* [原文节选]:
· · ·
题目大意:四种操作
- 0 s:清空(1,1)~(s,s)
- 1 x y a:在(x,y)点加上a
- 2 x1 y1 x2 y2:询问矩形(x1,y1)~(x2,y2)的和。
- 3:结束
解题思路:纯二维树状数组。
#include <cstdio>
#include <cstring>
#include <algorithm>
using namespace std;
const int maxn = 1030;
#define lowbit(x) ((x)&(-x))
int fenw[maxn+5][maxn+5];
void add (int x, int y, int a) {
for (int i = x; i <= maxn; i += lowbit(i)) {
for (int j = y; j <= maxn; j += lowbit(j))
fenw[i][j] += a;
}
}
int sum(int x, int y) {
int ret = 0;
for (int i = x; i; i -= lowbit(i)) {
for (int j = y; j; j -= lowbit(j))
· · ·
* [所给记录]:
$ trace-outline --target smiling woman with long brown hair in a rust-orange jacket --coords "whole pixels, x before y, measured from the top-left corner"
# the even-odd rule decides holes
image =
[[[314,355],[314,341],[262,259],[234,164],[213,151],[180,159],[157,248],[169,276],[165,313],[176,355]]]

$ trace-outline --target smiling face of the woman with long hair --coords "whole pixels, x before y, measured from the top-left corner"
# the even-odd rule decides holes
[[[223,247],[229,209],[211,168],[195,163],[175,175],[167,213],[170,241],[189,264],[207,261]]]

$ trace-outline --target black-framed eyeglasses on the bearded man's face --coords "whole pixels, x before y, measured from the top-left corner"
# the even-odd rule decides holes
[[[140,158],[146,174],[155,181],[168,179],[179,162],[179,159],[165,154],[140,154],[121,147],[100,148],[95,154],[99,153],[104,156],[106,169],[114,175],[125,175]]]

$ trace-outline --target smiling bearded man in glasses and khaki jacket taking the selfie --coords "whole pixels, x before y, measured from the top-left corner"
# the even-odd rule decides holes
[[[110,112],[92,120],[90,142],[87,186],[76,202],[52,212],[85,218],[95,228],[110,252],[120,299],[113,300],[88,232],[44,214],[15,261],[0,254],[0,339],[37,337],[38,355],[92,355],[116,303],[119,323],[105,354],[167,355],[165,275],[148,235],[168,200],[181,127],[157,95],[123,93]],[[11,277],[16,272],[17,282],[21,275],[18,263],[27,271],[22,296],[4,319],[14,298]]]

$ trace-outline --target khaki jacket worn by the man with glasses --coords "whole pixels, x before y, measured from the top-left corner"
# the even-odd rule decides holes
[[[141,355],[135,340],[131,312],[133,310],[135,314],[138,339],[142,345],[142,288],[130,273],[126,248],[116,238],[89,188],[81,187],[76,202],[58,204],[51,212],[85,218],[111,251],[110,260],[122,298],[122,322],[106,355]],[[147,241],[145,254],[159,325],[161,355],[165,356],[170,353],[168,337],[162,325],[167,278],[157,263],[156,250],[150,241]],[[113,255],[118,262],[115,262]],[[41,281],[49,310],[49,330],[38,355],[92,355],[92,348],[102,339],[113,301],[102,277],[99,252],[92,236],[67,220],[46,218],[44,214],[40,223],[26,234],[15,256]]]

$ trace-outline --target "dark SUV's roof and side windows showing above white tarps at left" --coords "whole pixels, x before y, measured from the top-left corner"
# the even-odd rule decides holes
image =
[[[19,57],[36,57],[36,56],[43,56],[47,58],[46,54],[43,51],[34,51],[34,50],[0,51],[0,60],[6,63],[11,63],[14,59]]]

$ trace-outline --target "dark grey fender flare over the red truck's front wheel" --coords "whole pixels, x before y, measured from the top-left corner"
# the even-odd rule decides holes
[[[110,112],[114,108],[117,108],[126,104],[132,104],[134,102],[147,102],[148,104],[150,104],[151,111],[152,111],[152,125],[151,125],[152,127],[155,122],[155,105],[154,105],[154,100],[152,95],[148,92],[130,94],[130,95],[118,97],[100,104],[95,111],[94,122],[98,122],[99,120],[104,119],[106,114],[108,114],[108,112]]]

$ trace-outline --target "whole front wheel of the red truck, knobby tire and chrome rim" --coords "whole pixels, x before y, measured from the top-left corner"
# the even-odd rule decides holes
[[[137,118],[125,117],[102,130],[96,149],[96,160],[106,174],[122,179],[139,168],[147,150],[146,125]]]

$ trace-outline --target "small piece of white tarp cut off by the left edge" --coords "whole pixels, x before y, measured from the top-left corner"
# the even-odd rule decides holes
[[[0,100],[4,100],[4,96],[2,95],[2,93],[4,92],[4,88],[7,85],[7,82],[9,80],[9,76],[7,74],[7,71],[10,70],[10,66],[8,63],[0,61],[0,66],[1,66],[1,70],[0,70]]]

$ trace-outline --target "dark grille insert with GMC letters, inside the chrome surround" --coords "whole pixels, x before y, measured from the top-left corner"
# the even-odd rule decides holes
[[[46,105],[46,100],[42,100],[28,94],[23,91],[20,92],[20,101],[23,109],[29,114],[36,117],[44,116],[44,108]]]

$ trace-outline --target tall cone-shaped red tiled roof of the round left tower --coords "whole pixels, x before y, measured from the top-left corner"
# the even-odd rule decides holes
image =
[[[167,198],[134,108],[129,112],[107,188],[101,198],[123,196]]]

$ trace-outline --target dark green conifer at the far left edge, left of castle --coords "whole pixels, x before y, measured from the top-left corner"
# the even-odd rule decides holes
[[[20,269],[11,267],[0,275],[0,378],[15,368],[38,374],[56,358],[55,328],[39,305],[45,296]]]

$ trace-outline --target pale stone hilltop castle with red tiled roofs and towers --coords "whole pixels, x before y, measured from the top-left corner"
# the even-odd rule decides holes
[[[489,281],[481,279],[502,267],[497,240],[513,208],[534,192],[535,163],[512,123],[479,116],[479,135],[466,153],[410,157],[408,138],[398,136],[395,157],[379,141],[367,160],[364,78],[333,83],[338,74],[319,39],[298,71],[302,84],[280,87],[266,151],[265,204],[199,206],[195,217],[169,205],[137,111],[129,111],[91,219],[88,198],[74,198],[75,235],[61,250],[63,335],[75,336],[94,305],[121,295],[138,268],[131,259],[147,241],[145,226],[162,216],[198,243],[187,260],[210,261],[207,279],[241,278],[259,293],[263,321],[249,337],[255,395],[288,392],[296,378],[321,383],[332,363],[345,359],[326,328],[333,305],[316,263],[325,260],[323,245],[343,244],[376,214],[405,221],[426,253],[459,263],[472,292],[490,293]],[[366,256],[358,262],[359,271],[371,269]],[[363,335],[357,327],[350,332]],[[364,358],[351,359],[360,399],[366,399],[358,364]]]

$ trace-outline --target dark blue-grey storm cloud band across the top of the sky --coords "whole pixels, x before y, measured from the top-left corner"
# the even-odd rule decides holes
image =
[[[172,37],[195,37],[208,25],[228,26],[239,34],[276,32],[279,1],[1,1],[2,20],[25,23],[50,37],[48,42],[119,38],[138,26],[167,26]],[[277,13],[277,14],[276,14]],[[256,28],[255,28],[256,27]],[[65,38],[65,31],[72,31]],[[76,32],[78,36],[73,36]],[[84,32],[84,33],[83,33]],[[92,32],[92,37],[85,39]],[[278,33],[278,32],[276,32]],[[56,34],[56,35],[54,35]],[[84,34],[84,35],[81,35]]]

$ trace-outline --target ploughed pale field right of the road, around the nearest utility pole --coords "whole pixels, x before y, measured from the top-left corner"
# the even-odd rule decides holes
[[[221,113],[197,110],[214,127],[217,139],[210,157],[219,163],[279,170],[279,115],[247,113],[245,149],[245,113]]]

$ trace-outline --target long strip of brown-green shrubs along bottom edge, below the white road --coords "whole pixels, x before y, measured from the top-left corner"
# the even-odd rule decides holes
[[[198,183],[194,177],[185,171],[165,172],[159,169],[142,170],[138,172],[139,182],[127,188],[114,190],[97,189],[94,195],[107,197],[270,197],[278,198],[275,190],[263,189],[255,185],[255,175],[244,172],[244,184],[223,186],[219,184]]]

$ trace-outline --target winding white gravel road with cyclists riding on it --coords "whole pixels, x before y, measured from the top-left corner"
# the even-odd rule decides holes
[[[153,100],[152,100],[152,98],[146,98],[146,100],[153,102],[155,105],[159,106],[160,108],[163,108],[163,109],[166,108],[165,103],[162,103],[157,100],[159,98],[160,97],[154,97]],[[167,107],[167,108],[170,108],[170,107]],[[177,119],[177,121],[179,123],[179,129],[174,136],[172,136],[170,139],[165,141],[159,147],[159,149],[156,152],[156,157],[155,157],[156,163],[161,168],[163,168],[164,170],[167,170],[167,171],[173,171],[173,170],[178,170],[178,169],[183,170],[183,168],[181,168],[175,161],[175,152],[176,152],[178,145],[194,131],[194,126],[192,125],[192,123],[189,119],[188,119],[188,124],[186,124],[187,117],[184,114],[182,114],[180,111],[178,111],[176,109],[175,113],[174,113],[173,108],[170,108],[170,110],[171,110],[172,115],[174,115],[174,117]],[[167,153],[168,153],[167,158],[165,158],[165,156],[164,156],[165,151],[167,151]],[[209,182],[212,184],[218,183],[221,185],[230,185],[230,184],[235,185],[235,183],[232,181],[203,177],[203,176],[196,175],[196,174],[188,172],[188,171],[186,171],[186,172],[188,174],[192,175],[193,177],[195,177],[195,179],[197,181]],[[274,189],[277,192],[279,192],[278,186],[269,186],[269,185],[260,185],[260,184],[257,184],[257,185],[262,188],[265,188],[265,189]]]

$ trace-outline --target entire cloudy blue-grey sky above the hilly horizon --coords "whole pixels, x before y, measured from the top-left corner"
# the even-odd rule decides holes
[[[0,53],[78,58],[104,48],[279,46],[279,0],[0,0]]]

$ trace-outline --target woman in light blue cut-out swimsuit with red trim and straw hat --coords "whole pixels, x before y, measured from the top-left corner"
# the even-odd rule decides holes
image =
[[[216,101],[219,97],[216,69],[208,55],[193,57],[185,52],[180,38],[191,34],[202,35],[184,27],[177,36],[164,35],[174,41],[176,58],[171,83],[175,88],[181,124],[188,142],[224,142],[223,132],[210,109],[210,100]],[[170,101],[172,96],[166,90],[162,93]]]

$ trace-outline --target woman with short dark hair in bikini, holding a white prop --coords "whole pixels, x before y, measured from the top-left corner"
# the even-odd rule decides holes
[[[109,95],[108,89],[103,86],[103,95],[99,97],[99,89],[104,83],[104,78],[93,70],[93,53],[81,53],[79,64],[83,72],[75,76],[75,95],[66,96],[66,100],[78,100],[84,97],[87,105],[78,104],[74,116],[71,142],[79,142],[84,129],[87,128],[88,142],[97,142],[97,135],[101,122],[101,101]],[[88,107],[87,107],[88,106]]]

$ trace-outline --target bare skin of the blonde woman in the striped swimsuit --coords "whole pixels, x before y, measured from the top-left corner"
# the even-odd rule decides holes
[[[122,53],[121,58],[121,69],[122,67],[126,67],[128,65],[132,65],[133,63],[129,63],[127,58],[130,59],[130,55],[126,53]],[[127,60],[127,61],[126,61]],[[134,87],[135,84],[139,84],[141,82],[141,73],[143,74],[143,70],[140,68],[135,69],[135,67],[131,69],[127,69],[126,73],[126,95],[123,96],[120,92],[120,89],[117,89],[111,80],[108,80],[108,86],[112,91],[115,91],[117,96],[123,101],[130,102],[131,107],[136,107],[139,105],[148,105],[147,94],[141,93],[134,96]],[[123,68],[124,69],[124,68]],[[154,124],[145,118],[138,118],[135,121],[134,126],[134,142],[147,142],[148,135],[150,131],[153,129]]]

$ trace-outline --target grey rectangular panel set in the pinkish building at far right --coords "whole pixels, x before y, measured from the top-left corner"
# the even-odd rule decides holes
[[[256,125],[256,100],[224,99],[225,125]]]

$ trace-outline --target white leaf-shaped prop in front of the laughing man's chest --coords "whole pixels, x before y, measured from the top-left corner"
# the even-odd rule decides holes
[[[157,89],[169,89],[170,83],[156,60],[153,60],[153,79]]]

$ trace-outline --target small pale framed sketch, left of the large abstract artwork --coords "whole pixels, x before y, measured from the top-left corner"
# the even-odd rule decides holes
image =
· · ·
* [练习任务]:
a: 原文节选的解题思路说这道题用什么方法来做?
b: 用两句话概括这段二维树状数组题解。
c: 接着这段二维树状数组题解的代码往下写,从最后一行后面接上。
这些记录在这里用不上。

* [参考答案]:
a: 纯二维树状数组。

b: 题目有四种操作:0 s 清空(1,1)到(s,s),1 x y a 在(x,y)加上a,2 x1 y1 x2 y2 询问矩形的和,3 结束。解题思路是纯二维树状数组,代码用 lowbit 写了 add 更新函数,并开始写 sum 求和函数。

c:
ret += fenw[i][j];
}
return ret;
}
int main () {
int type;
int s, x, y, a, l, r;
while (scanf("%d", &type) == 1 && type != 3) {
if (type == 0) {
scanf("%d", &s);
for (int i = 1; i <= s; i++)
for (int j = 1; j <= s; j++)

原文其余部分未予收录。